WORK TO DO - Rewrite all of the data below, replacing "records the coordinates" with "lists the coordinates" everywhere and leaving everything else unchanged. Omit the pictures from your output.

— Begin DATA EXCERPTS —

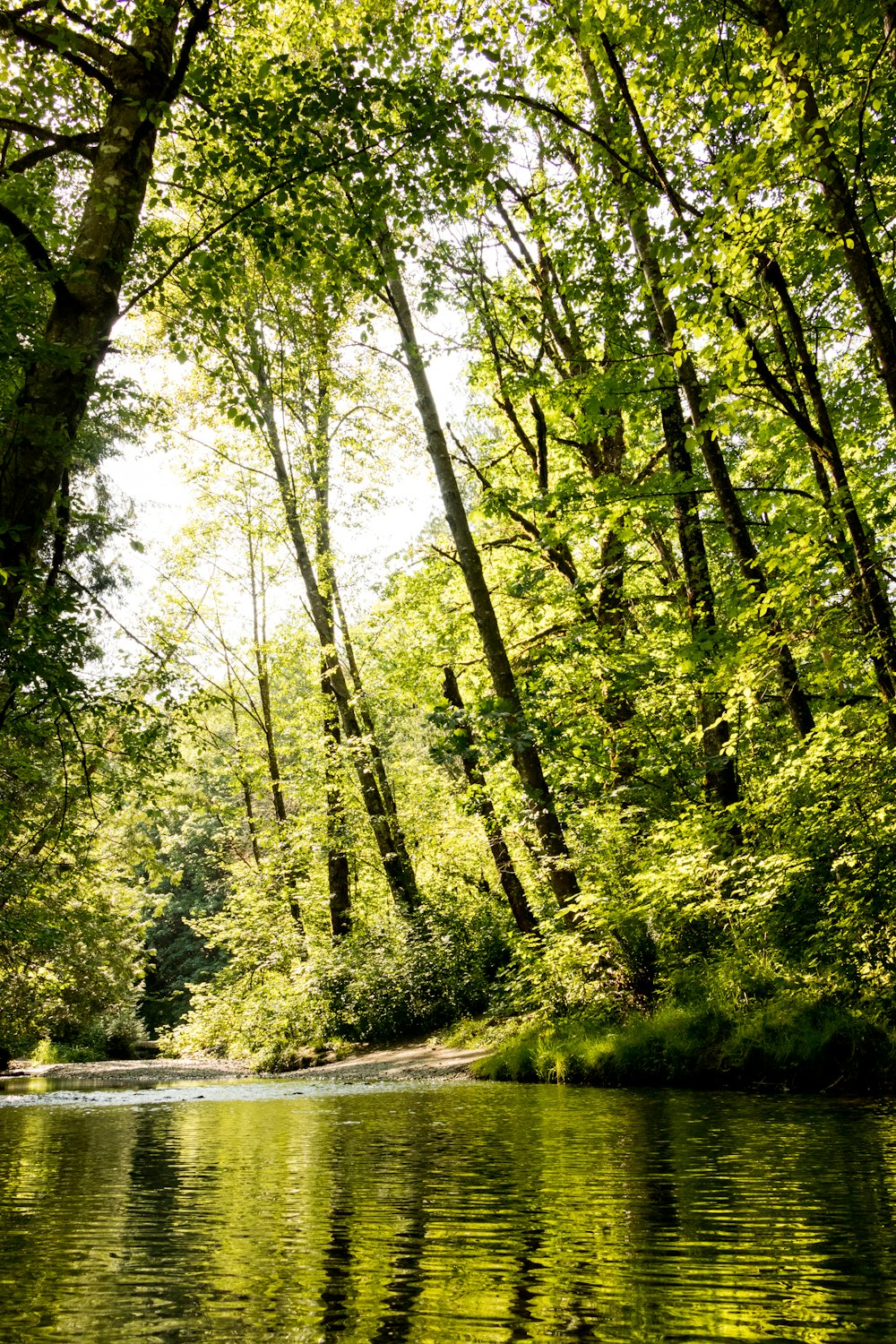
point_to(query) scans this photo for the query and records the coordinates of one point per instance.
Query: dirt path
(401, 1064)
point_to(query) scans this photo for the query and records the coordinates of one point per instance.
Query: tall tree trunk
(39, 440)
(720, 773)
(242, 773)
(716, 467)
(842, 211)
(525, 754)
(401, 878)
(468, 752)
(876, 599)
(363, 711)
(338, 867)
(260, 645)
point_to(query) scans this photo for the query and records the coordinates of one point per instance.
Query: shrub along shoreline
(793, 1045)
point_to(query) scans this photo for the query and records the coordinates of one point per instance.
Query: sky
(370, 540)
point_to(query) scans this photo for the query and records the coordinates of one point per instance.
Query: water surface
(444, 1212)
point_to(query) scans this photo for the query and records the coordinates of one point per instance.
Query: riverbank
(401, 1064)
(788, 1043)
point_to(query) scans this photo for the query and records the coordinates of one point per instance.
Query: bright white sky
(368, 545)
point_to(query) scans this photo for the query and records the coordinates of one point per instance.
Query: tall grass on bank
(790, 1043)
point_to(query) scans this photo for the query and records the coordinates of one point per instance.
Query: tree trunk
(720, 773)
(525, 754)
(338, 867)
(732, 513)
(370, 734)
(842, 210)
(39, 440)
(471, 763)
(401, 878)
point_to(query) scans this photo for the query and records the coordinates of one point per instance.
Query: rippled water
(445, 1212)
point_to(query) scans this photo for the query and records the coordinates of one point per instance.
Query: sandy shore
(401, 1064)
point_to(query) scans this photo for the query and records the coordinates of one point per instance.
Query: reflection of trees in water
(169, 1252)
(408, 1276)
(336, 1261)
(381, 1220)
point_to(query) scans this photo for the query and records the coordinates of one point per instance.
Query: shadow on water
(443, 1214)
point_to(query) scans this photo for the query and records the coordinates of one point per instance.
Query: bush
(375, 986)
(791, 1042)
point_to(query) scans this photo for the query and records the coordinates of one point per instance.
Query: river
(440, 1212)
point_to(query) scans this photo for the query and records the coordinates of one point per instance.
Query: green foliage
(389, 984)
(794, 1042)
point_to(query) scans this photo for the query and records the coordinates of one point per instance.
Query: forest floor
(400, 1064)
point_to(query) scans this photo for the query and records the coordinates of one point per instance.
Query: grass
(788, 1043)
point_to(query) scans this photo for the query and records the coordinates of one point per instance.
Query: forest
(516, 655)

— End DATA EXCERPTS —

EXERCISE OUTPUT -
point_to(query) scans this photo for the query and lists the coordinates of one point per instance.
Query: dirt path
(401, 1064)
point_to(query) scans this photo for the query and lists the coordinates of one point per instance.
Query: tall tree trunk
(39, 440)
(720, 773)
(242, 773)
(716, 467)
(842, 211)
(525, 754)
(401, 878)
(468, 752)
(876, 599)
(363, 711)
(338, 867)
(260, 645)
point_to(query) scans this photo for the query and lists the coordinates of one point per instance.
Query: shrub along shoreline
(793, 1045)
point_to(query) scans this photo for the query and lists the coordinates of one point per instance.
Query: sky
(370, 540)
point_to(query) scans this photo for the query and lists the coordinates of one point per instance.
Query: water surface
(444, 1212)
point_to(query) scans this photo for the query and lists the coordinates of one point per instance.
Query: riverbank
(401, 1064)
(788, 1043)
point_to(query) scans this photo for the query and lists the coordinates of one point per instance.
Query: bright white sky
(368, 545)
point_to(query) scans this photo for the query and lists the coordinates of one point per instance.
Query: tall grass on bank
(790, 1043)
point_to(query) scans this photo for the query and lists the coordinates of one point per instance.
Query: tree trunk
(720, 773)
(525, 754)
(338, 867)
(732, 513)
(370, 734)
(842, 210)
(39, 440)
(471, 763)
(401, 878)
point_to(query) scans this photo for the query and lists the coordinates of one point per instance.
Query: rippled water
(445, 1212)
point_to(query) scans this photo for the query and lists the coordinates of one point per instance.
Query: sandy shore
(401, 1064)
point_to(query) scans this photo for the query and lists the coordinates of one point per instance.
Query: reflection of trees in water
(169, 1252)
(408, 1276)
(336, 1261)
(381, 1220)
point_to(query) scans this photo for the query and lists the coordinates of one point per instance.
Query: shadow on water
(443, 1214)
point_to(query) scans this photo for the query and lists the coordinates of one point per instance.
Query: bush
(375, 986)
(791, 1042)
point_to(query) scans this photo for the query and lists the coordinates of one point per instance.
Query: river
(440, 1212)
point_to(query) scans this photo for the query and lists the coordinates of one point per instance.
Query: green foliage
(389, 984)
(794, 1042)
point_to(query) scans this photo for the query and lists the coordinates of one point per instance.
Query: forest floor
(400, 1064)
point_to(query) scans this photo for the query and lists the coordinates of one point per instance.
Query: grass
(788, 1043)
point_to(query) scans this photo for the query and lists the coordinates of one point per instance.
Query: forest
(516, 655)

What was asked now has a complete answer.